Input data>
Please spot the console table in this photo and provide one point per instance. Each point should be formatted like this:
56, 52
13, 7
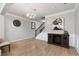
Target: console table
59, 39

Task requirements> Output every line of the items above verbatim, leaving out the pictures.

Solution to this task>
Please spot the console table in this photo and provide one point per instance. Each point should be formatted like this:
56, 52
13, 7
Target: console table
59, 39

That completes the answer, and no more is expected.